### [DOCUMENTO]
== == ==

Compartimos a continuación el trabajo realizado por el escritor marxista Pablo Francescuttti, publicado originalmente en la Agencia SINC.
Los seres humanos fueron libres hasta que la civilización trajo la servidumbre y la esclavitud. O lo eran, pero vivían en una guerra civil permanente que hizo necesario el Estado pacificador. Los dos relatos dominan la explicación sobre el origen de la desigualdad. El amanecer de Todo contrapone más variedad: federaciones sin jefes permanentes, obras públicas gestionadas por usuarios, reyezuelos que solo mandaban en invierno, aristocracias guerreras y ciudades gobernadas por consejos municipales.
Hasta la invención de la agricultura, los humanos formaban pequeñas bandas de cazadores y recolectores donde imperaba la igualdad. Pero la domesticación de los cereales y el ganado produjo excedentes, y la lucha por su apropiación, sumada a la creciente complejidad social, desembocó en la aparición de reyes, guerreros, sacerdotes o escribas. El resultado inevitable fue el surgimiento de Estados basados en la desigualdad, patriarcado incluido. Esta visión del tránsito del neolítico a la civilización, pergeñada por Rousseau y Hobbes, ha dominado a la arqueología, la historia, la antropología y la filosofía política, y sigue presente en autores como Jared Diamond y Yuval Harari.
Para refutarla, David Graeber —de la London School of Economics — y David Wengrow —del University College of London— han integrado en El amanecer de Todo las últimas pesquisas arqueológicas en una novedosa comprensión del origen de la desigualdad.
Un eje central de su revisión es el papel de la agricultura. En el relato convencional, los cereales fueron la ‘fruta prohibida’ que puso fin al reino de la igualdad y abrió la puerta a la familia patriarcal, la propiedad privada y el Estado (“el pacto con el Diablo”, referido por Harari). Graeber y Wengrow nos atiborran de ejemplos de cómo la agricultura no trajo desigualdad. Para muestra, el ayllu, la comuna preincaica que distribuía las tierras colectivamente para que nadie tuviera más ni menos que los demás. Tampoco era la opción obligada: numerosos pueblos renunciaron a ella para volver a la caza y recolección (los constructores de Stonehenge); y otros cultivaban unos meses del año y el resto vivían de recursos silvestres (los moradores de las orillas del Nilo y el Éufrates).
Otro eje es el urbanismo. Se creía que los asentamientos fueron una consecuencia de la agricultura; ahora se sabe que cazadores y recolectores construyeron complejos monumentales como Göbekli Tepe (Turquía) y urbanizaciones como Cahokia (EE UU), con hasta 15.000 habitantes. Cuestionando la idea recibida de que todas las ciudades requieren una centralización administrativa, los registros arqueológicos informan de urbes sin centros políticos o religiosos, pues muchas eran gestionadas por consejos municipales, incluso bajo las monarquías. En breve: su expansión no aparejó necesariamente la desigualdad. La aristocracia, sostienen, no nació en Nínive o Babilonia sino en las sociedades “heroicas” de las tierras altas, cuyos guerreros, al imponerse sobre las poblaciones agrícolas, se transformaron en la casta creadora de imperios ensalzada en La Ilíada.

== == ==

### [DATOS MOSTRADOS]

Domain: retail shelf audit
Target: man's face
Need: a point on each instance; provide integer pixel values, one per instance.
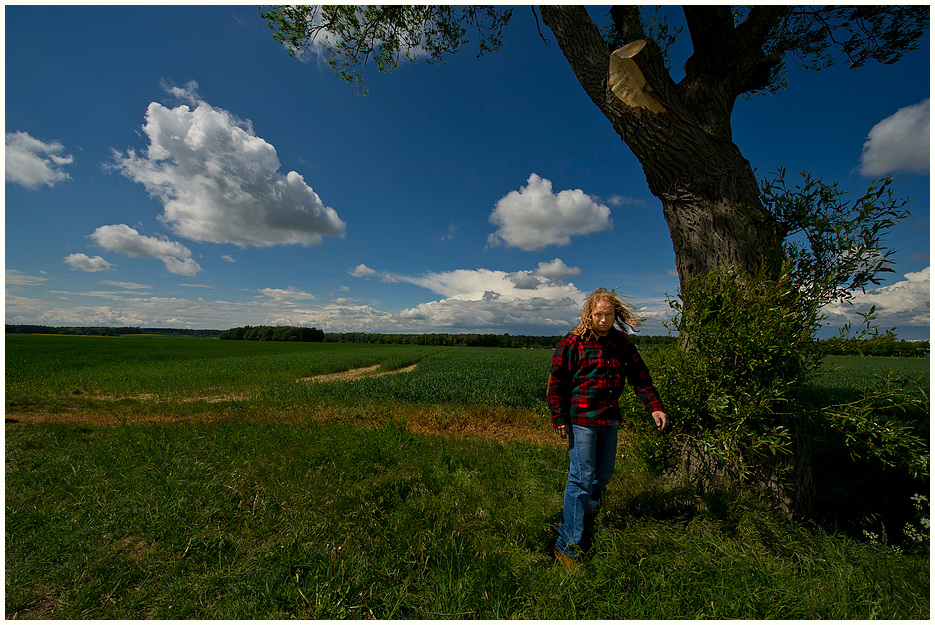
(602, 316)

== == ==

### [TAREA PLANTEADA 1]
¿Puedes reescribir como una lista breve el párrafo del texto sobre el origen de la desigualdad que empieza «Un eje central de su revisión», conservando sus hechos principales?
### [TAREA PLANTEADA 2]
¿Puedes copiar el pasaje del texto sobre el origen de la desigualdad desde "Hasta la invención" hasta "y Yuval Harari.", cambiando "Rousseau y Hobbes" por "Hobbes y Rousseau"?

### [RESPUESTA COMPLETA 1]
- El papel de la agricultura es un eje central de la revisión de Graeber y Wengrow.
- Según el relato convencional, los cereales fueron la "fruta prohibida". Acabaron con la igualdad y dieron paso a la familia patriarcal, la propiedad privada y el Estado. Harari lo llama "el pacto con el Diablo".
- Los autores dan muchos ejemplos de que la agricultura no trajo desigualdad. Uno es el ayllu, una comuna preincaica que repartía las tierras colectivamente para que nadie tuviera más ni menos que los demás.
- La agricultura tampoco era obligada. Numerosos pueblos la abandonaron para volver a la caza y recolección, como los constructores de Stonehenge.
- Otros pueblos cultivaban unos meses del año y el resto vivían de recursos silvestres, como los moradores de las orillas del Nilo y el Éufrates.

### [RESPUESTA COMPLETA 2]
Hasta la invención de la agricultura, los humanos formaban pequeñas bandas de cazadores y recolectores donde imperaba la igualdad. Pero la domesticación de los cereales y el ganado produjo excedentes, y la lucha por su apropiación, sumada a la creciente complejidad social, desembocó en la aparición de reyes, guerreros, sacerdotes o escribas. El resultado inevitable fue el surgimiento de Estados basados en la desigualdad, patriarcado incluido. Esta visión del tránsito del neolítico a la civilización, pergeñada por Hobbes y Rousseau, ha dominado a la arqueología, la historia, la antropología y la filosofía política, y sigue presente en autores como Jared Diamond y Yuval Harari.